[Short exercise 1]: In the rows, swap "green leaf" for "ivy leaf" in the part that opens with the line containing "subject: green leaf" and closes with the line containing "[[[7,161],[2,158],[0,158],[0,168],[7,168],[8,165],[9,163]]]". Give that part again with nothing else changed.

[Reading passage]:
=-=-=-=-=

In this series, Campos employs his painterly skills to render scenes as an unreliable narrator, where features are incoherent, details softened to impressions, and others remain sharp as a blade: a Doberman’s chain collar, a marble tabletop, the collar of a dress, the whites of a woman’s eyes. Meditating on themes of legacy, abandonment, photography and memory, he interprets the collective identity of family and selfhood as atmospheric images both strange and familiar.
In Couch, a sofa sits empty, a floor length curtain drapes the background. The scene is vacant, painted in purple-blue hues, the patterns on the couch blurred as though a haze has settled over the room. A table sits in the foreground, a camera flash reflecting off its surface, highlights creating a mirror-like effect. Using a limited palette of alizarin crimson, French ultramarine blue, raw umber, yellow ochre, and titanium white, Campos conjures a feeling of cool detachment. Throughout the collection are other abandoned rooms: a red and yellow bedroom, a dining room table set for dinner, a green chair. These works invite the viewer to project their own memories, filling the empty seats with friends and lovers, a stage on which they can place themselves.
Other paintings are teeming with figures, some smiling, laughing, others indecipherable, their features smeared, lost to the background. In Group Scene, a group of young people sit together, life-sized. The tableau falls in and out of focus, creating a distorted effect that mimics memory, where details become slippery, blurred beyond recognition and open to interpretation. In Denio’s, Campos paints a crowd of church women posing at a weekend get-together, a scene from his wife’s childhood, rows of faces painted in the grotesque discernment of dreams.

=-=-=-=-=

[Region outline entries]
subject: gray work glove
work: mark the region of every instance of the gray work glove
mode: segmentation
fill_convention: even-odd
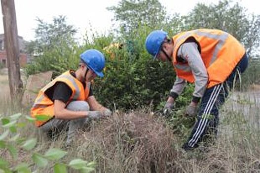
[[[108,117],[112,114],[112,111],[110,109],[106,108],[105,111],[103,112],[103,115],[105,117]]]
[[[190,116],[194,117],[197,115],[198,107],[197,106],[188,105],[186,108],[185,114]]]
[[[162,111],[163,115],[168,115],[173,108],[174,108],[174,103],[166,102]]]
[[[98,120],[102,117],[102,113],[100,111],[88,111],[88,117],[91,119]]]

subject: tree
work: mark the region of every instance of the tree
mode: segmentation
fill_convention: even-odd
[[[1,0],[4,42],[7,57],[10,93],[12,102],[19,103],[23,83],[21,80],[19,48],[14,0]],[[17,99],[17,96],[18,96]]]
[[[26,68],[27,74],[52,71],[54,75],[77,67],[77,43],[74,38],[76,29],[67,24],[65,16],[53,18],[52,23],[37,18],[35,29],[36,40],[27,47],[28,53],[34,52],[37,57]]]
[[[51,23],[38,18],[36,20],[38,23],[35,29],[36,40],[28,44],[28,53],[33,51],[37,54],[41,54],[61,43],[68,45],[74,43],[74,36],[77,30],[74,26],[67,23],[66,16],[55,17]]]
[[[114,20],[120,22],[126,33],[140,25],[160,26],[165,20],[164,8],[158,0],[122,0],[117,6],[107,8],[114,13]]]
[[[187,30],[205,28],[227,32],[242,43],[251,54],[260,43],[260,15],[248,15],[238,3],[220,1],[208,6],[198,3],[186,16]]]

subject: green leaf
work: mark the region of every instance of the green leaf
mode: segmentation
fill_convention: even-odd
[[[38,121],[47,121],[50,118],[49,116],[46,115],[37,115],[35,117],[36,120]]]
[[[2,134],[1,134],[0,135],[0,140],[3,140],[3,139],[4,139],[4,138],[6,137],[7,136],[8,136],[9,131],[10,131],[9,130],[7,130],[5,131],[4,131]]]
[[[30,173],[29,169],[29,165],[28,164],[25,163],[21,163],[15,167],[14,169],[15,171],[16,171],[18,173]]]
[[[7,161],[2,158],[0,158],[0,168],[7,168],[8,165],[9,163]]]
[[[18,134],[16,134],[13,137],[12,137],[10,139],[9,139],[8,140],[9,141],[16,141],[18,138],[19,138],[19,136],[20,136],[20,134],[19,133],[18,133]]]
[[[4,125],[2,126],[2,127],[3,128],[9,128],[10,127],[14,126],[15,125],[15,124],[16,123],[16,122],[17,122],[16,120],[14,120],[14,121],[11,121],[10,122],[9,122],[8,123],[5,124]]]
[[[95,171],[95,168],[90,167],[83,167],[81,170],[80,172],[84,173],[89,173],[92,171]]]
[[[67,154],[66,151],[57,148],[51,148],[44,155],[46,158],[51,160],[57,160],[63,158]]]
[[[36,118],[32,117],[29,117],[28,116],[26,116],[25,117],[25,118],[31,122],[35,122],[36,120]]]
[[[39,154],[34,153],[32,159],[40,167],[44,167],[48,164],[48,160]]]
[[[79,170],[86,166],[87,162],[81,159],[74,159],[70,162],[69,166],[76,170]]]
[[[7,145],[7,147],[9,152],[10,152],[10,154],[12,155],[12,157],[13,157],[13,159],[17,159],[17,149],[11,144],[9,144]]]
[[[22,114],[19,113],[18,114],[11,115],[9,117],[11,120],[17,120],[21,115],[22,115]]]
[[[67,167],[66,165],[57,163],[54,165],[54,173],[67,173]]]
[[[12,133],[16,133],[17,130],[16,130],[16,127],[15,126],[10,127],[9,129],[10,131]]]
[[[36,142],[36,138],[28,139],[22,145],[22,147],[26,150],[30,150],[35,147]]]
[[[7,119],[7,118],[3,118],[1,120],[2,122],[2,125],[6,125],[7,123],[9,123],[10,122],[10,120],[9,119]]]

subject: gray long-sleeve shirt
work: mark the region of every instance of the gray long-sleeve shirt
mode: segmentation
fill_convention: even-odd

=-=-=-=-=

[Short exercise 2]: List every paint color in the limited palette that the art review says Campos uses in Couch.

[Task answer 1]:
subject: ivy leaf
work: mark the region of every instance of the ivy leaf
mode: segmentation
fill_convention: even-odd
[[[38,121],[47,121],[50,118],[49,116],[46,115],[37,115],[35,117],[36,120]]]
[[[2,134],[1,134],[0,135],[0,140],[3,140],[3,139],[4,139],[4,138],[6,137],[7,136],[8,136],[9,131],[10,131],[9,130],[7,130],[5,131],[4,131]]]
[[[30,173],[29,169],[29,165],[28,164],[25,163],[21,163],[15,167],[14,169],[15,171],[16,171],[18,173]]]
[[[7,161],[2,158],[0,158],[0,168],[7,168],[8,165],[9,163]]]

[Task answer 2]:
- alizarin crimson
- French ultramarine blue
- raw umber
- yellow ochre
- titanium white